Work task: Print the records exactly. Miss nothing.

Region pointing data:
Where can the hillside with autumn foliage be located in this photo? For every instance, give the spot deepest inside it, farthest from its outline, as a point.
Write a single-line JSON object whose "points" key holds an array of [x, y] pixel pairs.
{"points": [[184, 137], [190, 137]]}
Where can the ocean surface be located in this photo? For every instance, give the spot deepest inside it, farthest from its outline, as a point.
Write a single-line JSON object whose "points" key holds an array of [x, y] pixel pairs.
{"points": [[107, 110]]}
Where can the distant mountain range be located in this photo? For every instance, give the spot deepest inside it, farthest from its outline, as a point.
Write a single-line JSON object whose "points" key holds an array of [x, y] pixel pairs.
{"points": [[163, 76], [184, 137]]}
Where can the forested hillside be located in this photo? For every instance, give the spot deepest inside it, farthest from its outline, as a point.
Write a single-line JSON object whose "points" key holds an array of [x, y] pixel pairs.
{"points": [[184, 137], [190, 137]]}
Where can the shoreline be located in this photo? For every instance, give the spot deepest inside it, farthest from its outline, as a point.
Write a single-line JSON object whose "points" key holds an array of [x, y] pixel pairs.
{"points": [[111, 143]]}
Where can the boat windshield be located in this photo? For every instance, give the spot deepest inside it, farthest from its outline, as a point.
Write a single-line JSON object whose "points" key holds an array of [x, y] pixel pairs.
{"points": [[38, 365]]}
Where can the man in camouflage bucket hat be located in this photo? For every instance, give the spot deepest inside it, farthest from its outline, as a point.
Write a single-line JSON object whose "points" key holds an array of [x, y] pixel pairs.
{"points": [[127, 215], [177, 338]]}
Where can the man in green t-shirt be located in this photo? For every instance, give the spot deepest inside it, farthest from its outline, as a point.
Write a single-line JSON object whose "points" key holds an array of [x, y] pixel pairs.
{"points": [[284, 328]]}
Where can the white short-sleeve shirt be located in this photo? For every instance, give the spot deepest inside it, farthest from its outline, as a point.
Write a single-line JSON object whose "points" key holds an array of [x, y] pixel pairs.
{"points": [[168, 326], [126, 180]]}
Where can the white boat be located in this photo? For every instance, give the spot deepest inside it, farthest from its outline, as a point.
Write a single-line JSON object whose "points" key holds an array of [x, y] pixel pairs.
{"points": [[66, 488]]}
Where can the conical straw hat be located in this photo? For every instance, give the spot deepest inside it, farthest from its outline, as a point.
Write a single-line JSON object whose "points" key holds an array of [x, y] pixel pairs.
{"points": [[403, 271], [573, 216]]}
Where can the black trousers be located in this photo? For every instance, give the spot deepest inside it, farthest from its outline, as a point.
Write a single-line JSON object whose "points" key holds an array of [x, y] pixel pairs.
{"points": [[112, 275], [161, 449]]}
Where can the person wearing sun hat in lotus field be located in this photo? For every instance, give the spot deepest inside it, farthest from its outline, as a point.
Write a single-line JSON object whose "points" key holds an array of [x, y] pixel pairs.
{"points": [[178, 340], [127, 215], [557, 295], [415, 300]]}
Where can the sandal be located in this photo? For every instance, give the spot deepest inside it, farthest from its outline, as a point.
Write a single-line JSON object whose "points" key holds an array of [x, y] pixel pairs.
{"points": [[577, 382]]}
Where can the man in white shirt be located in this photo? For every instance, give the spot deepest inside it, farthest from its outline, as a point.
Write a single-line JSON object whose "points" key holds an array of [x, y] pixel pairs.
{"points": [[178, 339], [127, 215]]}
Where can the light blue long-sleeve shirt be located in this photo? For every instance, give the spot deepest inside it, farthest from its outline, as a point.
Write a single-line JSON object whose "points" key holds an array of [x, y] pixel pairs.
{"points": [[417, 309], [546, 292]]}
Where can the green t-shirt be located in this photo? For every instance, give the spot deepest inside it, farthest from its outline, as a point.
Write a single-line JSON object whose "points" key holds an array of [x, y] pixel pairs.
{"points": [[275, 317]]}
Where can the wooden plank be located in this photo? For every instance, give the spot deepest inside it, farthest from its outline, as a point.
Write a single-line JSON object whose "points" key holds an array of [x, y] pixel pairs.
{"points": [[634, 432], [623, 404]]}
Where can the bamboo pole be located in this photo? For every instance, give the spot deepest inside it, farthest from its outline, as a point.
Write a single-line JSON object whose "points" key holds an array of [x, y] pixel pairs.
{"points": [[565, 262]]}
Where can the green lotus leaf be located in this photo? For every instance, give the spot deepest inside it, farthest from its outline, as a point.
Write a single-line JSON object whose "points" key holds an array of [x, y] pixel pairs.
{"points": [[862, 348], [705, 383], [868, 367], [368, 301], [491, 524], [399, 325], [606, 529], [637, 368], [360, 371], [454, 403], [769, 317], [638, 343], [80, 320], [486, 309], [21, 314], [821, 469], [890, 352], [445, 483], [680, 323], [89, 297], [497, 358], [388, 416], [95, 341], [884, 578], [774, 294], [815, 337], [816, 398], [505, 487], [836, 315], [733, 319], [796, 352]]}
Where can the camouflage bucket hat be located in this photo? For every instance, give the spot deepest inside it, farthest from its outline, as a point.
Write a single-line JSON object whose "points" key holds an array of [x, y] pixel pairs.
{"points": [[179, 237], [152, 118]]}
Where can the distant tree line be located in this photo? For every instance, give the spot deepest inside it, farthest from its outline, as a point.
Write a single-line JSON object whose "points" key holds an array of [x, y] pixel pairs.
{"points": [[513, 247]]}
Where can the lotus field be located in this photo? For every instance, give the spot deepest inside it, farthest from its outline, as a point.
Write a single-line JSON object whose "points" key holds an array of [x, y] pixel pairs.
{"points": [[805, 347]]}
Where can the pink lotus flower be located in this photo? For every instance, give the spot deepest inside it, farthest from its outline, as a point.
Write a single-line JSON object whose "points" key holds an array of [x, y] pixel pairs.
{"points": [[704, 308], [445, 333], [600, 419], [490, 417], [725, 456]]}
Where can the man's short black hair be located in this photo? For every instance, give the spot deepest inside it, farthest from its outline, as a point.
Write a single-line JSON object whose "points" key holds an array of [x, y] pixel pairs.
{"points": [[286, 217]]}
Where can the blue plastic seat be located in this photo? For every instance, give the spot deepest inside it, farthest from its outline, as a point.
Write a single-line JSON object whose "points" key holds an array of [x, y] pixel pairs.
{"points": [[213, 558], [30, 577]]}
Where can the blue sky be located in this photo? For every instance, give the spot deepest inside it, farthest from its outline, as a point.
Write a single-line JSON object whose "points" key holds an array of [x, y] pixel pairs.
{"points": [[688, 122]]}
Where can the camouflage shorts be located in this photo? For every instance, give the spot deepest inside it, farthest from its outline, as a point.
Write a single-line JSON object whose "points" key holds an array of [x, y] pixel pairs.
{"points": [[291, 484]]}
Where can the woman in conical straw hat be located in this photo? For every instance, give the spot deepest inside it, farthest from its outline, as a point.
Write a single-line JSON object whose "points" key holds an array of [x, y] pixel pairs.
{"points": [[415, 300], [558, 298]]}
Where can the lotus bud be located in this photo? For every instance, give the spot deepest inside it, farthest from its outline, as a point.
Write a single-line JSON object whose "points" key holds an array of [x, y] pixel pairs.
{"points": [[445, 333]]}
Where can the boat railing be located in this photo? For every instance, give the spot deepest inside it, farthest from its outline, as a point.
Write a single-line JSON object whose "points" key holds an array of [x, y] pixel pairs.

Finished task:
Where can the hillside with autumn foliage be located in this photo? For every instance, give the spot deepest inside it, farthest from its outline, as a point.
Write a single-line JSON object whose "points" key holds an array of [x, y] pixel pairs.
{"points": [[184, 137], [190, 137]]}
Where can the ocean surface be located in this photo? For every instance, give the spot deepest inside it, farthest from its outline, as a point.
Write a single-line JSON object whose "points" key holds an array of [x, y] pixel pairs.
{"points": [[107, 110]]}
Where can the distant mountain range be located in this photo? For every instance, give the spot deepest inside it, farthest from its outline, as a point.
Write a single-line JSON object whose "points" key holds an array of [x, y] pixel pairs.
{"points": [[163, 76], [184, 137]]}
Where can the forested hillside be located in this photo? For every instance, give the spot deepest inside it, farthest from its outline, as a point.
Write a single-line JSON object whose "points" key holds an array of [x, y] pixel pairs.
{"points": [[184, 137], [190, 137]]}
Where can the shoreline be located in this photo? For every instance, give the spot deepest inside it, farthest from its outline, as a point.
Write a single-line JSON object whose "points" key holds an array of [x, y] pixel pairs.
{"points": [[111, 143]]}
Where can the boat windshield be located in this photo? For every instance, give the spot deepest inside it, farthest from its outline, as a point.
Write a single-line JSON object whose "points" key holds an array of [x, y] pixel pairs.
{"points": [[38, 365]]}
Where can the man in camouflage bucket hat be located in this photo? For every instance, give the spot deepest inside it, farthest from its outline, as a point.
Write a single-line JSON object whose "points" key holds an array of [x, y] pixel pairs.
{"points": [[127, 215], [177, 338]]}
Where can the man in green t-shirt be located in this photo? For every instance, give the spot deepest inside it, farthest from its outline, as a point.
Write a single-line JSON object whose "points" key holds an array of [x, y] pixel pairs.
{"points": [[284, 328]]}
Where can the white short-sleeve shirt be located in this photo? For every instance, give the spot deepest inside it, farthest from its outline, as a point.
Write a single-line JSON object whose "points" key holds an array of [x, y] pixel pairs.
{"points": [[168, 326], [126, 180]]}
Where can the white boat be located in this photo? For every instance, give the spot deepest inside it, farthest from its outline, as a point.
Write a single-line JSON object whose "points" key holds an array of [x, y] pixel pairs.
{"points": [[66, 488]]}
Where can the conical straw hat be located in this photo? For every instance, give the spot deepest inside it, farthest from its outline, as a point.
Write a single-line JSON object whose "points" key holds an array of [x, y] pixel pairs.
{"points": [[403, 271], [573, 216]]}
Where can the black trousers be located in this photo? For every instance, give the spot deepest inside it, farthest from its outline, as a point.
Write a single-line JSON object whose "points" key holds an array of [x, y] pixel pairs.
{"points": [[112, 275], [161, 449]]}
Where can the person wearing sun hat in lotus field be located in this photo? For every instance, give the spot deepest inside it, farthest from its outline, as a point.
Write a single-line JSON object whose "points" key holds an array of [x, y] pixel pairs.
{"points": [[178, 340], [127, 215], [557, 295], [415, 300]]}
Where can the sandal be located in this photo? For every instance, give the spot deepest inside it, farthest from its outline, as a point.
Write a single-line JSON object whose "points" key holds an array of [x, y] pixel pairs.
{"points": [[577, 382]]}
Where can the man in white shirt be located in this photo? For every instance, give the spot deepest inside it, farthest from its outline, as a point.
Write a single-line JSON object whose "points" key holds an array of [x, y] pixel pairs.
{"points": [[178, 339], [127, 215]]}
Where can the light blue long-sleeve shirt be located in this photo? For every instance, give the spot deepest inside it, farthest from its outline, as a point.
Write a single-line JSON object whose "points" key holds an array of [x, y] pixel pairs.
{"points": [[417, 309], [546, 292]]}
Where can the green t-shirt be located in this photo? For every instance, give the spot deepest inside it, farthest from its outline, as a point.
Write a single-line JSON object whose "points" key holds an array of [x, y] pixel pairs.
{"points": [[275, 317]]}
Where can the wooden plank be located in this photo? For every instance, give the spot deepest inside it, farthest from its outline, as a point.
Write a single-line JSON object whose "points" key holds an array of [x, y] pixel pairs.
{"points": [[634, 432], [623, 404]]}
Where can the bamboo pole be located in this photo? For every instance, give the spot deepest inside it, farthest from its outline, as a point.
Write a single-line JSON object whose "points" key holds an array of [x, y] pixel pairs.
{"points": [[565, 262]]}
Where can the green lotus leaf be located in this photo? For every instance, give the spot deepest inside it, farthest from its outline, as a point.
Write a single-line JSON object whose "points" key holds an array of [x, y] pixel pairs.
{"points": [[862, 348], [705, 383], [868, 367], [368, 301], [491, 524], [399, 325], [606, 529], [637, 368], [360, 371], [454, 403], [769, 317], [638, 343], [80, 320], [486, 309], [21, 314], [821, 469], [890, 352], [445, 483], [680, 323], [89, 297], [497, 358], [388, 416], [95, 341], [884, 578], [774, 294], [815, 337], [816, 398], [505, 487], [836, 315], [733, 319], [796, 352]]}
Where can the camouflage bucket hat be located in this photo? For every instance, give the spot deepest inside it, farthest from its outline, as a point.
Write a single-line JSON object whose "points" key holds an array of [x, y] pixel pairs.
{"points": [[179, 237], [152, 118]]}
Where can the distant tree line be located in this photo? For every instance, give the spot deepest inside it, farthest from its outline, as a point.
Write a single-line JSON object whose "points" key holds an array of [x, y] pixel pairs.
{"points": [[513, 247]]}
Where can the lotus field be located in this photo? For every instance, give the spot deepest inside it, farthest from its outline, as a point.
Write a single-line JSON object whose "points" key holds an array of [x, y] pixel pairs.
{"points": [[805, 347]]}
Where can the pink lotus flower be located in this photo? For every instance, give the spot deepest inside it, farthest from its outline, as a point.
Write a single-line JSON object whose "points" key holds an array of [x, y] pixel pairs.
{"points": [[704, 308], [445, 333], [600, 419], [490, 417], [725, 456]]}
Where can the man's short black hair be located in this photo? For every instance, give the spot deepest inside it, farthest from its outline, as a point.
Write a single-line JSON object whose "points" key holds an array of [x, y] pixel pairs.
{"points": [[286, 217]]}
Where can the blue plastic seat be located in this photo? For every instance, give the spot deepest inside it, farthest from its outline, as a point.
Write a single-line JSON object whose "points" key holds an array of [x, y] pixel pairs.
{"points": [[213, 558], [30, 577]]}
Where can the blue sky be located in this photo? For every instance, give the spot deepest inside it, farthest from its outline, as a point.
Write a single-line JSON object whose "points" key holds an array of [x, y] pixel pairs.
{"points": [[688, 122]]}
Where can the camouflage shorts be located in this photo? For every instance, give the spot deepest inside it, farthest from its outline, as a point.
Write a single-line JSON object whose "points" key holds an array of [x, y] pixel pairs.
{"points": [[291, 484]]}
Where can the woman in conical straw hat be located in this photo? For every instance, give the spot deepest inside it, farthest from its outline, as a point.
Write a single-line JSON object whose "points" key holds an array of [x, y] pixel pairs.
{"points": [[415, 300], [558, 298]]}
Where can the lotus bud be located in this photo? For every instance, give the spot deepest inside it, farthest from its outline, as a point.
Write a single-line JSON object whose "points" key holds an array of [x, y] pixel pairs.
{"points": [[445, 333]]}
Where can the boat railing be located in this photo? For every instance, give the spot deepest inside it, farthest from its outline, as a point.
Write a single-line JSON object whose "points" key holds an array of [x, y] pixel pairs.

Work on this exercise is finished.